The request:
Can you render the items, starting at the first line and ending at the line that contains "343), (21, 340)]]", as a JSON list of strings, one per line, with blank lines dropped and both ends included? Leave the pictures out of the answer.

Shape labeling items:
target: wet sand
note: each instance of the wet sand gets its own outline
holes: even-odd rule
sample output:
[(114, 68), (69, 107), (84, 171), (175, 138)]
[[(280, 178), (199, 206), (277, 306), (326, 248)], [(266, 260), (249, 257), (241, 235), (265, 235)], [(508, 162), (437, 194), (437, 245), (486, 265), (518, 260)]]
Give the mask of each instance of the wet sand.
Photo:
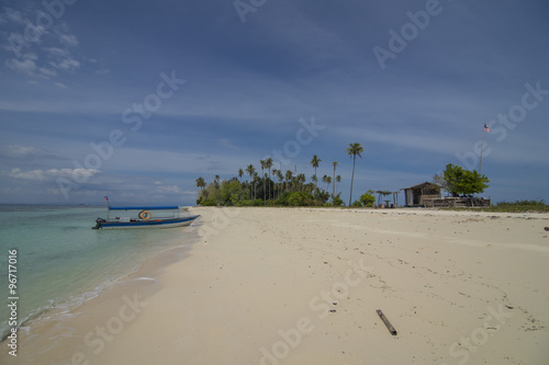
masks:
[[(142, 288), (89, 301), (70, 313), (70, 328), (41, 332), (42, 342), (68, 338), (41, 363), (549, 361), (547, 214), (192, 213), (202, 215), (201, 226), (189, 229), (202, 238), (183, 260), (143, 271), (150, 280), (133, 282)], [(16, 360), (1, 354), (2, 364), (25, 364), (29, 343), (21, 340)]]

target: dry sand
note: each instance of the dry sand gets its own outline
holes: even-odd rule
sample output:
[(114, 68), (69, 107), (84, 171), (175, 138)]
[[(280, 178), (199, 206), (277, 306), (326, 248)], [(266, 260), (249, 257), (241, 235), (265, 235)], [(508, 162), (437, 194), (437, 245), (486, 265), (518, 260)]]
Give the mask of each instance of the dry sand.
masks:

Result below:
[
  "target: wet sand",
  "note: each instance of the wet sand gets its own outline",
  "holes: even-odd rule",
  "sample output:",
  "[(114, 68), (69, 107), (84, 171), (175, 138)]",
  "[[(280, 178), (199, 206), (277, 306), (326, 248)], [(266, 260), (249, 257), (241, 235), (265, 235)], [(508, 162), (437, 194), (437, 245), (486, 265), (518, 260)]]",
  "Give the mask of each instance of the wet sand.",
  "Photo:",
  "masks:",
  "[[(142, 288), (89, 301), (70, 313), (70, 328), (41, 332), (42, 342), (68, 338), (41, 363), (549, 361), (547, 214), (192, 213), (202, 215), (201, 226), (189, 229), (202, 238), (183, 260), (143, 271), (150, 280), (133, 282)], [(16, 360), (1, 354), (2, 364), (25, 364), (29, 343), (21, 340)]]"
]